— START OF SUPPLIED ENTRIES —
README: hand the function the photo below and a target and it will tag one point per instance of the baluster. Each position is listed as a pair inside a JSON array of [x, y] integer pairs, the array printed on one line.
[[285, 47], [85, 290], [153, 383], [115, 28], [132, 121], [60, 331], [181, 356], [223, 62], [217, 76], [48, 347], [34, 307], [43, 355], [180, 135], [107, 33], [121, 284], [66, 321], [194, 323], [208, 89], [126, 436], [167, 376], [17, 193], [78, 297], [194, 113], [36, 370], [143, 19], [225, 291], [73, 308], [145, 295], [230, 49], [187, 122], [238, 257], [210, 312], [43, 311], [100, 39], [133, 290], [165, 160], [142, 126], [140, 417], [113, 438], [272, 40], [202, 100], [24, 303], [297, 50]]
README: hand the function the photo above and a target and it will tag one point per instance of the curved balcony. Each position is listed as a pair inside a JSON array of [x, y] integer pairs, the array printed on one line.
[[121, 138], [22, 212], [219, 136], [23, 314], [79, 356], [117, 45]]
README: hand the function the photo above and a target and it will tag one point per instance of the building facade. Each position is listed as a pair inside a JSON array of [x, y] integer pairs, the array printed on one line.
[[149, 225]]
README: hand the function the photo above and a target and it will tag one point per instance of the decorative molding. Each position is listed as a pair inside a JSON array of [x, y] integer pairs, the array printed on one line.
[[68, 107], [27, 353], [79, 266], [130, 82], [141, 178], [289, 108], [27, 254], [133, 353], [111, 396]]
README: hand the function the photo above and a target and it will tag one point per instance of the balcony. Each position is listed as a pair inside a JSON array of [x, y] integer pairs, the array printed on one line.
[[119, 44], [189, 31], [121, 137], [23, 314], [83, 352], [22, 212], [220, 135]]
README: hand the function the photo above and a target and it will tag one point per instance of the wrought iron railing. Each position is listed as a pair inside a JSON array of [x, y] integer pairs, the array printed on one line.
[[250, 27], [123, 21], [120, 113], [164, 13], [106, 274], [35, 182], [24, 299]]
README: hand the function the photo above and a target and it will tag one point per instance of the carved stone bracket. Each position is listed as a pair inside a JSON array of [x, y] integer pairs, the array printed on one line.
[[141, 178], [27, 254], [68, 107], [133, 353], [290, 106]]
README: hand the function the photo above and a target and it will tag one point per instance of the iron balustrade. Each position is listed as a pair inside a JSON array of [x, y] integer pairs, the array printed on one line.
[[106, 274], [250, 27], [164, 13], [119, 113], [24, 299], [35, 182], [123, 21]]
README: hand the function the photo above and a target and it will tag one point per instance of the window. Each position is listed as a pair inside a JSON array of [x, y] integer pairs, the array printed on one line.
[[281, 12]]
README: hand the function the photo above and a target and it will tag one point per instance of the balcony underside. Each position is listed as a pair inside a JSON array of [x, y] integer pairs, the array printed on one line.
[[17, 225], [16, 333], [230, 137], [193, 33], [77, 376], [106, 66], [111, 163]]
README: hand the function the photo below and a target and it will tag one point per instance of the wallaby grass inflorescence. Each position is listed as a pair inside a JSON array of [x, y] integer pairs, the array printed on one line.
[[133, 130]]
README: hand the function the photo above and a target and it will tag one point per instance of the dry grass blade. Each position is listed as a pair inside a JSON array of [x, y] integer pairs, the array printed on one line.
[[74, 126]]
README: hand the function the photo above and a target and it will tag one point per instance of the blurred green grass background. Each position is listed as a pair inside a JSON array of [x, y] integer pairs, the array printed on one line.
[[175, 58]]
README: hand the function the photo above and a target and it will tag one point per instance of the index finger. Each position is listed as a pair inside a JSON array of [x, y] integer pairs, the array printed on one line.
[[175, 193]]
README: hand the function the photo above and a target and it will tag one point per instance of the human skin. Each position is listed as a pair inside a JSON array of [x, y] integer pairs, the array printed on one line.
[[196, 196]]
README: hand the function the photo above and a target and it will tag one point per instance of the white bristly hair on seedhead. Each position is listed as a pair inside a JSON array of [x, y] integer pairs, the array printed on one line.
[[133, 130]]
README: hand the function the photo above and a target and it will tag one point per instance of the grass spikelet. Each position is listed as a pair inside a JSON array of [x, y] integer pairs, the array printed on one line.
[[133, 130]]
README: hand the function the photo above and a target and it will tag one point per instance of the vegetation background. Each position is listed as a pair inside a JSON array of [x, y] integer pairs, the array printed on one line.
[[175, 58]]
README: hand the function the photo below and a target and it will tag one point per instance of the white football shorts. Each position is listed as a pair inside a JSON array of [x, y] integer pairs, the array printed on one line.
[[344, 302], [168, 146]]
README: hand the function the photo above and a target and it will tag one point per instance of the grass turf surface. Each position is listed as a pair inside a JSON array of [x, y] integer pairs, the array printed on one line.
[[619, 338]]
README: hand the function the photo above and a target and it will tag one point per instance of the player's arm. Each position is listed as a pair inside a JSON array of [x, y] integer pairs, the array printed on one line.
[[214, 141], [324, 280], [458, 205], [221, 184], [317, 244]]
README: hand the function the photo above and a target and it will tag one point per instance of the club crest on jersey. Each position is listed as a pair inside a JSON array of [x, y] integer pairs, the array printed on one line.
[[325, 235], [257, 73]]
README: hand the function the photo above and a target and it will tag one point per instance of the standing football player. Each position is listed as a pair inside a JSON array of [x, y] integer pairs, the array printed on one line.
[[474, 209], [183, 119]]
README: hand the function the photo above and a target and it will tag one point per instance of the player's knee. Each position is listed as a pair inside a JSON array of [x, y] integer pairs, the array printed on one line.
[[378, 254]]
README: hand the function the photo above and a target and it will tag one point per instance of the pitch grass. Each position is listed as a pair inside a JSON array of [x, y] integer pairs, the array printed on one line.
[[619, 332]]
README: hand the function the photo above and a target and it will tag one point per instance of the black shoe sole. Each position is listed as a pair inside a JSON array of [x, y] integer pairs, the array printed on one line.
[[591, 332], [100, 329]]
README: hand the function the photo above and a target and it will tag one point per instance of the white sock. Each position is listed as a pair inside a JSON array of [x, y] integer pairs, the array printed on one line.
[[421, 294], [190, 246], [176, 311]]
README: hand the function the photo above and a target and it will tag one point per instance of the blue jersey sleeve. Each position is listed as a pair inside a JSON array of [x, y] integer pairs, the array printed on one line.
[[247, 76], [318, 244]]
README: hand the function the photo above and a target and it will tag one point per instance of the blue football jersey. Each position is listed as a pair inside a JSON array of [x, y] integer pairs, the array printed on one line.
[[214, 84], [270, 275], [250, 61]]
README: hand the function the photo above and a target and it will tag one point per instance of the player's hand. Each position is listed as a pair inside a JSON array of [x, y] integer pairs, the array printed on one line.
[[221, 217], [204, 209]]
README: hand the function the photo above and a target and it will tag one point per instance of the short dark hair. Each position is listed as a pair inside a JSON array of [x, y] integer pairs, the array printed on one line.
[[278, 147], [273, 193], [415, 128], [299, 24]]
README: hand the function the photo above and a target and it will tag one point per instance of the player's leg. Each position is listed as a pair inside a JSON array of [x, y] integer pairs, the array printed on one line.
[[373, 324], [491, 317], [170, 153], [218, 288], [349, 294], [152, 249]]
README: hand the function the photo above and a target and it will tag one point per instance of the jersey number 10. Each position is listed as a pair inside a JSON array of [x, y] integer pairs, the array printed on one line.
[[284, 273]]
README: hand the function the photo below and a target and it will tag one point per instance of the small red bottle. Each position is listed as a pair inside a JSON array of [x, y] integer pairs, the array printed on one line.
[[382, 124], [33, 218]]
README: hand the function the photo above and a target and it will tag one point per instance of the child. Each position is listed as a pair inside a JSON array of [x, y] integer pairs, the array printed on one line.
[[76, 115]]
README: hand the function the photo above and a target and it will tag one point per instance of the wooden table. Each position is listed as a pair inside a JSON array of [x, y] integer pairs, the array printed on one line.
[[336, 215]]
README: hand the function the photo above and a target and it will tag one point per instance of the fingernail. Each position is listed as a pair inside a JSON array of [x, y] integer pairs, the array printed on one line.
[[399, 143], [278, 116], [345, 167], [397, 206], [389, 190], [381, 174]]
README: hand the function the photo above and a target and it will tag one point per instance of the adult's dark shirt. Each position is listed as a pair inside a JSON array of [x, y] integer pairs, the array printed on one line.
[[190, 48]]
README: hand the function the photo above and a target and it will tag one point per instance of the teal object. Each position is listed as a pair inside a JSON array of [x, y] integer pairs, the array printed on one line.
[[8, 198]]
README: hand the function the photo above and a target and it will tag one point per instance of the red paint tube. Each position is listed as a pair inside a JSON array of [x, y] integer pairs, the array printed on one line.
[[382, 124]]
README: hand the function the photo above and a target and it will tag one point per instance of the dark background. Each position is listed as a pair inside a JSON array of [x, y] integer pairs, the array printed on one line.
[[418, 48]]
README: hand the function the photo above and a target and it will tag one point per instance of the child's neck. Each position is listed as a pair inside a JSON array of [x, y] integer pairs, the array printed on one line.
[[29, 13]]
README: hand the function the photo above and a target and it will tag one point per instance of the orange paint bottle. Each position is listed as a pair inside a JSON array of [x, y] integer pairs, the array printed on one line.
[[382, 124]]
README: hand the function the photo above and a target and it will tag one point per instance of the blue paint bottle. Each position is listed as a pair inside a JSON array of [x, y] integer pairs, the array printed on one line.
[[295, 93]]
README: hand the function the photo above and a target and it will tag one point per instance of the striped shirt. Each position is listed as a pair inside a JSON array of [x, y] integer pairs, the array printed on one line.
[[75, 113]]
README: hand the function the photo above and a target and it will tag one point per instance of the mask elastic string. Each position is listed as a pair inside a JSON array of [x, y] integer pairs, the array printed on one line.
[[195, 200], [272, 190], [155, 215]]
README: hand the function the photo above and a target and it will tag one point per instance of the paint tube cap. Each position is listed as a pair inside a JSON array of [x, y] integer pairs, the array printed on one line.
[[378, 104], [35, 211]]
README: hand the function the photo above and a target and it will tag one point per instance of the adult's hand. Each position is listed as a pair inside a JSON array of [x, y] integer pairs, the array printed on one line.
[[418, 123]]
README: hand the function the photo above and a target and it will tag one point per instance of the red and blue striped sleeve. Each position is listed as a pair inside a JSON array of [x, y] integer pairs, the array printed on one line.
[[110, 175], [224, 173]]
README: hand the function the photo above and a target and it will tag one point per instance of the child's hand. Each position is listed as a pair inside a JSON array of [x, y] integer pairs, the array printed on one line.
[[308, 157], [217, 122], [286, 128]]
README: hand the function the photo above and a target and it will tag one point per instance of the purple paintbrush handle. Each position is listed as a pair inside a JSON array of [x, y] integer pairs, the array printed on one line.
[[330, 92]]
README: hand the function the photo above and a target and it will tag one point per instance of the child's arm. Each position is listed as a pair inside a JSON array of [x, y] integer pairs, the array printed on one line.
— END OF SUPPLIED ENTRIES —
◆ **AIM OF THE EXERCISE**: Reproduce exactly the line that holds "of the mask", then every line after it, ending with the final line of the records above.

◆ **COMPLETE OUTPUT**:
README: hand the function the photo above and a target and it will tag one point per instance of the mask elastic string. Each position is listed as a pair inside a JSON array of [x, y] integer pairs, the array printed on one line.
[[195, 200], [272, 190], [155, 215]]
README: hand the function the photo above and a target and it will tag one point per instance of the paint tube cap. Each position is listed as a pair inside a JSON array of [x, y] integer pairs, the array printed on one line.
[[378, 104], [35, 211]]
README: hand the function the photo above and a target and it will tag one point per instance of the adult's hand. Each position is listed as a pair inside a JSON array of [x, y] integer pairs, the array printed on one line.
[[418, 123]]
README: hand the function the photo above and a target and it will tag one point per instance of the red and blue striped sleeve. Each position is listed as a pair inside a JSON array of [x, y] integer pairs, the array printed on one line.
[[110, 175], [224, 173]]
README: hand the function the photo above and a target and it will tag one point per instance of the child's hand. Each position is listed as a pair inside a JSON array of [x, y] integer pairs, the array printed on one line.
[[308, 157], [217, 122], [286, 128]]
README: hand the function the photo above and a target and it will tag one point per instance of the purple paintbrush handle. Each position is listed as a pair inside a JSON array of [x, y] integer pairs, the array printed on one line.
[[330, 92]]
README: hand the function the photo above and a target and it will tag one point per instance of the child's arm. Each position is listed as a pair inside a JSON array of [x, y] integer pairs, the array printed on one line.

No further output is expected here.